▶ [EXERCISE]
Please transcribe the data below exactly. Leave the pictures out.

[Referring expression data]
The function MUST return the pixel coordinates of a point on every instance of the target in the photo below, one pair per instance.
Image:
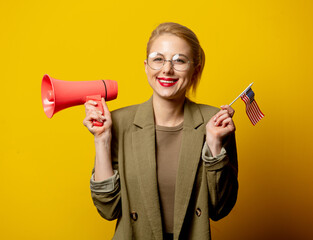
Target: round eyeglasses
(179, 62)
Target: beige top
(168, 143)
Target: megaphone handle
(97, 99)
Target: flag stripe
(252, 109)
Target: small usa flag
(252, 109)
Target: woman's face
(167, 82)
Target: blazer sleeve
(106, 195)
(222, 178)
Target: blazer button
(134, 215)
(198, 212)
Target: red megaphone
(57, 95)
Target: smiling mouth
(167, 82)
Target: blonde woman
(165, 167)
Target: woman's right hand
(102, 133)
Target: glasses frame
(171, 61)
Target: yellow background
(45, 164)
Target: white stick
(241, 94)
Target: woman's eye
(180, 61)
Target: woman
(164, 167)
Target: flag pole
(241, 94)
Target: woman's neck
(169, 113)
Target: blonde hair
(192, 40)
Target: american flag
(252, 109)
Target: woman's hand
(219, 126)
(102, 133)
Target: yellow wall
(45, 163)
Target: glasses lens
(180, 62)
(155, 60)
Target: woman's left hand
(219, 126)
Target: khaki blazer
(203, 190)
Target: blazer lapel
(143, 144)
(190, 155)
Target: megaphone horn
(57, 95)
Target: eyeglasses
(179, 62)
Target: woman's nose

▶ [ANSWER TO THIS EXERCISE]
The function MUST return the pixel coordinates of a point on every instance of the target in the photo below, one pair per instance.
Image:
Target: round eyeglasses
(179, 62)
Target: beige top
(168, 143)
Target: megaphone handle
(97, 99)
Target: flag stripe
(252, 109)
Target: small usa flag
(252, 109)
Target: woman's face
(167, 82)
Target: blazer sleeve
(106, 195)
(222, 178)
Target: blazer button
(134, 215)
(198, 212)
Target: red megaphone
(57, 95)
Target: smiling mouth
(167, 82)
Target: blonde woman
(165, 167)
Target: woman's right hand
(102, 133)
Target: glasses frame
(171, 61)
Target: yellow background
(45, 164)
Target: white stick
(241, 94)
Target: woman's eye
(180, 61)
Target: woman
(164, 167)
Target: flag pole
(241, 94)
Target: woman's neck
(169, 113)
Target: blonde hair
(192, 40)
Target: american flag
(252, 109)
Target: woman's hand
(219, 126)
(102, 133)
Target: yellow wall
(45, 163)
Target: glasses lens
(180, 62)
(155, 60)
Target: woman's left hand
(219, 126)
Target: khaki blazer
(203, 190)
Target: blazer lapel
(143, 144)
(190, 155)
Target: megaphone horn
(57, 95)
Target: eyeglasses
(179, 62)
Target: woman's nose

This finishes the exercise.